** begin Extracted data **

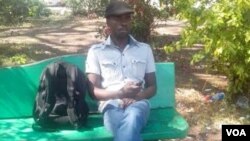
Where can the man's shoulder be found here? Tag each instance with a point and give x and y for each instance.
(97, 46)
(139, 43)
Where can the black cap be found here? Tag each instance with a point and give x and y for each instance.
(117, 8)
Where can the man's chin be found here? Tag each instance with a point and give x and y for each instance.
(123, 35)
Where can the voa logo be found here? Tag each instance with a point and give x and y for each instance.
(236, 132)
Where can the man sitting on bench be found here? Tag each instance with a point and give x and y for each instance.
(121, 73)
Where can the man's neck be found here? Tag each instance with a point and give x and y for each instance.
(120, 42)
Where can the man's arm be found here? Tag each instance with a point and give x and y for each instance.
(130, 90)
(150, 87)
(96, 90)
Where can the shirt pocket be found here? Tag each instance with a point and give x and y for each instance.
(108, 68)
(139, 67)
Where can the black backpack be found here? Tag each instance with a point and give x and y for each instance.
(60, 100)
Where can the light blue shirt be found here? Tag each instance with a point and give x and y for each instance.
(117, 67)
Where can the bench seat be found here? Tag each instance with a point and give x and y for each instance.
(18, 88)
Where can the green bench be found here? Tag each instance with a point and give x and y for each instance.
(18, 86)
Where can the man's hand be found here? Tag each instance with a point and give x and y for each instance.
(127, 101)
(130, 90)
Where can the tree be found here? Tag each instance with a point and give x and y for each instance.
(223, 27)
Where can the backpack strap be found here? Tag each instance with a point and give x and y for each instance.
(71, 77)
(49, 102)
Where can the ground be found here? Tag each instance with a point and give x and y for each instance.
(48, 38)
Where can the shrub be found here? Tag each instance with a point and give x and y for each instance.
(223, 27)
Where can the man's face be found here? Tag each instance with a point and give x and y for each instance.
(119, 25)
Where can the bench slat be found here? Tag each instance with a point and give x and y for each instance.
(18, 88)
(163, 124)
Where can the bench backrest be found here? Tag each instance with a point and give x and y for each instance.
(18, 86)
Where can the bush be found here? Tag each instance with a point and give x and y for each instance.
(16, 11)
(84, 7)
(223, 27)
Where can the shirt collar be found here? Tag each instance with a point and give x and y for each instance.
(132, 42)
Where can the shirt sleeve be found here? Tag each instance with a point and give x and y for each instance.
(92, 63)
(150, 61)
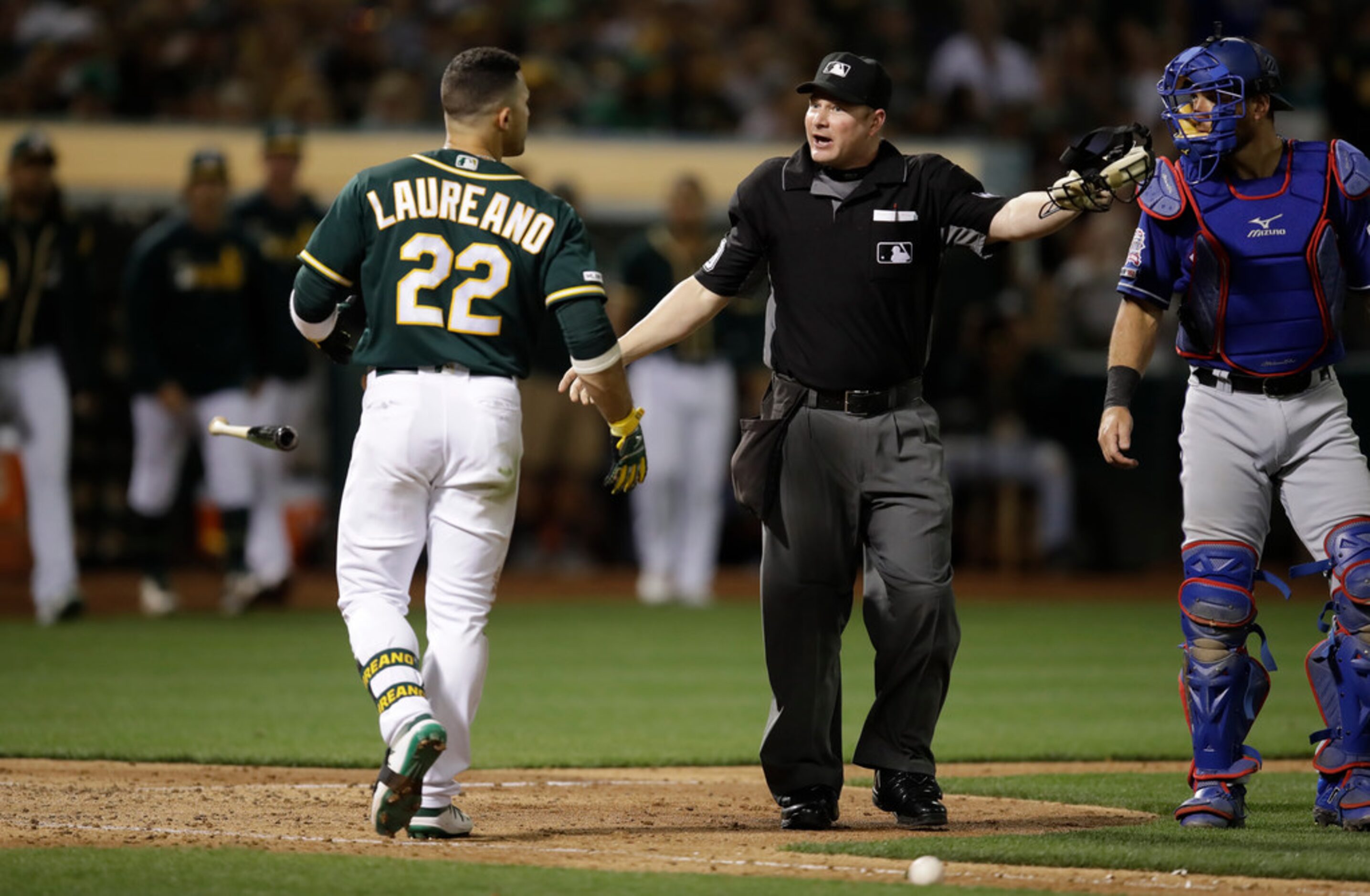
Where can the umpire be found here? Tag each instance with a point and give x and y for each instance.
(854, 233)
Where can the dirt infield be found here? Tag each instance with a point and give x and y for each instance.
(642, 820)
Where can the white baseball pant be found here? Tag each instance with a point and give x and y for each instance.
(39, 389)
(679, 510)
(435, 465)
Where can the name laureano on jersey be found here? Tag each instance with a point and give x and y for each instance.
(464, 203)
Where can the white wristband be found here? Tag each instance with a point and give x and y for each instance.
(314, 331)
(598, 365)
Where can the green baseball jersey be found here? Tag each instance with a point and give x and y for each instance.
(279, 235)
(457, 260)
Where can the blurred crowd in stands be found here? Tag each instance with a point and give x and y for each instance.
(1022, 69)
(1017, 362)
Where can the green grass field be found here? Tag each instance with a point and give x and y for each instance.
(1279, 842)
(596, 684)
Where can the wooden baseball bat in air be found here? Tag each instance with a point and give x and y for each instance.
(276, 438)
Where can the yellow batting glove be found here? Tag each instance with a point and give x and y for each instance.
(629, 454)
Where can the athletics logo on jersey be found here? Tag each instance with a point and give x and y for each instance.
(895, 252)
(1264, 228)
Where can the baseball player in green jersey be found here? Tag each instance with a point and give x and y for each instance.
(194, 291)
(455, 257)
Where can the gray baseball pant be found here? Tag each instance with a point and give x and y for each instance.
(857, 491)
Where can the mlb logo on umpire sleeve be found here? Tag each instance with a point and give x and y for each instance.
(895, 252)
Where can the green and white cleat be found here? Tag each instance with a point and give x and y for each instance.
(444, 823)
(399, 787)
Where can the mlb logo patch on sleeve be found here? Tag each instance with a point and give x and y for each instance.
(895, 252)
(1139, 246)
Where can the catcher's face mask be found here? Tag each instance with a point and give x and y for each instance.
(1203, 103)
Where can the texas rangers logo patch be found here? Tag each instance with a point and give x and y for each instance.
(895, 252)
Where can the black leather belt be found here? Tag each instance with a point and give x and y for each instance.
(381, 372)
(1294, 384)
(865, 402)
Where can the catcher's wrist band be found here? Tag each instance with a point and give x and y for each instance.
(1122, 384)
(628, 424)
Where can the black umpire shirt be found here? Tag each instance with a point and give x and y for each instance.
(853, 273)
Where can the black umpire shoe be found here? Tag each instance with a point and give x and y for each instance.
(913, 798)
(809, 809)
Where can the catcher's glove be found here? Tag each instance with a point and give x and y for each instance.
(629, 454)
(1105, 165)
(347, 332)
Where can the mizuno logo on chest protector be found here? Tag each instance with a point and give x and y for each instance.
(1264, 228)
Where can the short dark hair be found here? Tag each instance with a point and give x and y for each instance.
(477, 79)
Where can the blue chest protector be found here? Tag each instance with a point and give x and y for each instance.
(1266, 282)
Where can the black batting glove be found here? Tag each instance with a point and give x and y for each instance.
(629, 454)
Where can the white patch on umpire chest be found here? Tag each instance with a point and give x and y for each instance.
(718, 254)
(895, 252)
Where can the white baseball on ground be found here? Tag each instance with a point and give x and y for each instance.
(925, 869)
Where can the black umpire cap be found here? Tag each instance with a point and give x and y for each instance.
(853, 79)
(33, 146)
(209, 166)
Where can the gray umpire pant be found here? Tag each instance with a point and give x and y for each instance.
(857, 491)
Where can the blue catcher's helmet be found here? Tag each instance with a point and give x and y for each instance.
(1225, 70)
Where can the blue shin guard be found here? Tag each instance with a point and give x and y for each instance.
(1339, 672)
(1221, 686)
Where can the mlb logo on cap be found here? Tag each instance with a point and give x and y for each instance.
(851, 79)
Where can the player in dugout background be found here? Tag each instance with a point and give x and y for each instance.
(279, 219)
(44, 354)
(194, 293)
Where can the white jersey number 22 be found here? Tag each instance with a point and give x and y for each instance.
(410, 312)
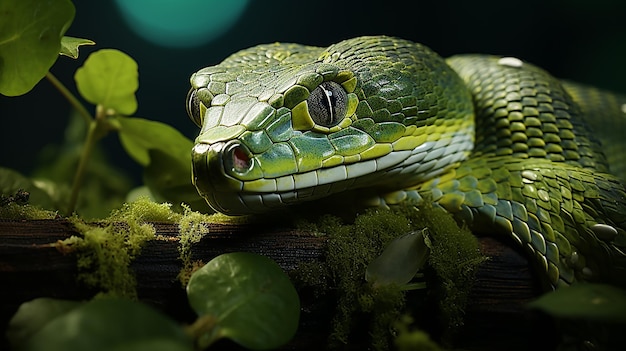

** end Extracted data **

▸ What is asked: Write out all of the entries above again, word for word, but leave out the pictures.

▸ Solution below:
Where can the man's shoulder be found here? Tag each instance with a point and give x and y for each instance.
(97, 46)
(139, 43)
Where can the black cap be found here? Tag each instance with a point and give x and y for each instance.
(117, 8)
Where can the man's chin be found here? Tag each instance with a point and give x and y for each instance.
(123, 35)
Where can the voa logo be found here? Tag each instance with a point and give x and y for each instance.
(236, 132)
Where can the man sitting on bench be found here? Tag each instance with a point and give x and y for each instance.
(121, 73)
Where can the man's neck be found here? Tag each instance with a point and give x and y for each instance.
(120, 42)
Where can the man's arm be found here? Tag each instance with a point and give x and y for each instance.
(130, 90)
(150, 87)
(96, 90)
Where can the shirt pocket be found here? Tag each instance with a point and give x and y for each instance.
(108, 68)
(139, 67)
Where can the black backpack be found here? Tag each instance with a point and give x and y for each instance.
(60, 100)
Where can the light blue shirt be found here? Tag each instance with a point and give x and y for each instance.
(117, 67)
Where can the bench seat be found here? Tag each instance with a point and give x and y for each instance.
(18, 88)
Where can the green bench be found here? Tag each instance with a point and give x and y for each instance.
(18, 86)
Where can the man's hand be found here? Tag each instance with a point and give x and y for each instance.
(127, 101)
(130, 90)
Where can the tree be found here? Tag each instance with a point and give x and y for each instance.
(223, 27)
Where can the backpack strap be found here? Tag each instance with a point and give x and y for each instance.
(71, 77)
(49, 102)
Where can the ground be found here? Tag each instance with a point and give x and y for each instance.
(48, 38)
Where can the shrub be found here? Tag each instance with a point and give x and y for each instance.
(223, 27)
Where can the man's face be found here? Tag each instance with a point and give x and y for each instance.
(119, 25)
Where can the bench slat be found here? Tag each instance with a point and give x and y for each instance.
(18, 88)
(163, 124)
Where can the bench backrest be found here? Tag each instance with a point and give x and y for each instance.
(18, 86)
Where can the bush be found here? Tag each instance with a point and give x and y for each instance.
(16, 11)
(84, 7)
(223, 27)
Where can the shirt collar be found here? Tag each instance with a point and give x and y for each instance.
(132, 42)
Where can the shirt sleeve be found here? Tag each instance with a point and give x and y for each instance.
(92, 63)
(150, 61)
Where can the umpire be found here? Tag each instance with a point and give x and y for each instance.
(854, 233)
Where can the dirt infield be found here? Tag each instance with a point and give x and y for each instance.
(642, 820)
Where can the white baseball pant be found here? Tag each instance with a point and give x and y for each instance.
(39, 389)
(679, 510)
(435, 465)
Where can the name laureano on jersey be found here? Tag each instance with a point and give x and y for each instance.
(464, 203)
Where can the white wristband be found here? Tag each instance with a point and give x and y for each instance.
(314, 331)
(598, 365)
Where can the green baseball jersey be found here? Tag each instance with a point and give x and y for each instance.
(279, 235)
(457, 260)
Where can the blurred crowd in stands be found here? Tag each instance with a point and give x and y for each instance.
(1022, 69)
(1017, 362)
Where can the green grass field be found here? Tag each instance with a point and give x and y for each instance.
(1279, 842)
(596, 684)
Where can the wooden baseball bat in air be found here? Tag each instance with a point and give x and y for each instance.
(276, 438)
Where can the yellow batting glove be found here? Tag each instance with a point and give x and y for each instance.
(629, 454)
Where can the athletics logo on jersey be found here? Tag each instance with a point and give x and y for each instance.
(895, 252)
(1264, 228)
Where can the baseball player in green jersey be found here? Tag each instance with a point and give x and y for each instance.
(194, 291)
(455, 257)
Where can the gray baseball pant be found here? Tag each instance with a point and give x and y for each instance.
(857, 491)
Where can the mlb logo on umpire sleeve be found here? Tag each instance with a point and give x and y for each instance.
(895, 252)
Where can the green and white cleat be found here? Tag each instance with a point and give x and y for each instance.
(444, 823)
(399, 787)
Where can the mlb logo patch on sleeve be found here? Tag each instance with a point and give x and y for each instance.
(895, 252)
(1139, 246)
Where can the catcher's face mask be found here? Tag each instance with a point and give x and y for each instance.
(1203, 103)
Where can the texas rangers logo patch be found here? Tag each instance with a point and give x and y for each instance.
(895, 252)
Where can the black leather belt be found here? Tag each instance with a point and give x and y for each instance.
(381, 372)
(1294, 384)
(865, 402)
Where can the catcher's wrist band be found here? Tag each instance with a point and give x and y for each instance.
(1122, 384)
(628, 424)
Where can the black umpire shirt be found here? Tag each instance with a point and give x and y for each instance.
(853, 273)
Where can the black umpire shoe be found here? Tag each instance with a point and give x and y for each instance.
(913, 798)
(809, 809)
Where can the catcher's glove be found here? Tag each instance with a point and give x and y for each instance.
(629, 454)
(1105, 165)
(347, 332)
Where can the mizuno logo on chest protector be found here? Tag each instance with a point and give x and y for each instance.
(1264, 228)
Where can the short dark hair be found here? Tag each instance with a point and give x and y for each instance.
(477, 79)
Where can the blue chest protector be found here? Tag each instance with a point and give x and y for each instance.
(1266, 282)
Where can the black batting glove be found here? Tag each instance with a point and give x and y for each instance.
(629, 454)
Where can the white patch on umpire chest be found here? Tag each instance with a point and give x and y for each instance.
(718, 254)
(895, 252)
Where can the white baseball on ground be found here? Tag each instance with a point and give x and y for each instance.
(925, 869)
Where can the black umpire cap be found here? Tag each instance with a point and give x and y for each instance.
(853, 79)
(33, 146)
(209, 166)
Where can the gray umpire pant be found here? Tag each instance with a point and give x and y for each instance.
(857, 491)
Where can the blue catcher's helmet be found here? Tag each instance with a point and give x and y for each instance.
(1225, 70)
Where can the blue shin guard be found here? Tag each instance with a point and give x and y for each instance.
(1339, 672)
(1221, 686)
Where can the mlb logo on cap be found here? Tag each instance with a point and give x and y for each instance.
(851, 79)
Where can the player in dugout background be found here? Tag each instance with a point and give x and y for each instance.
(279, 219)
(44, 354)
(194, 293)
Where can the white jersey number 22 be found here? Tag each instance with a point and give x and y for each instance.
(410, 312)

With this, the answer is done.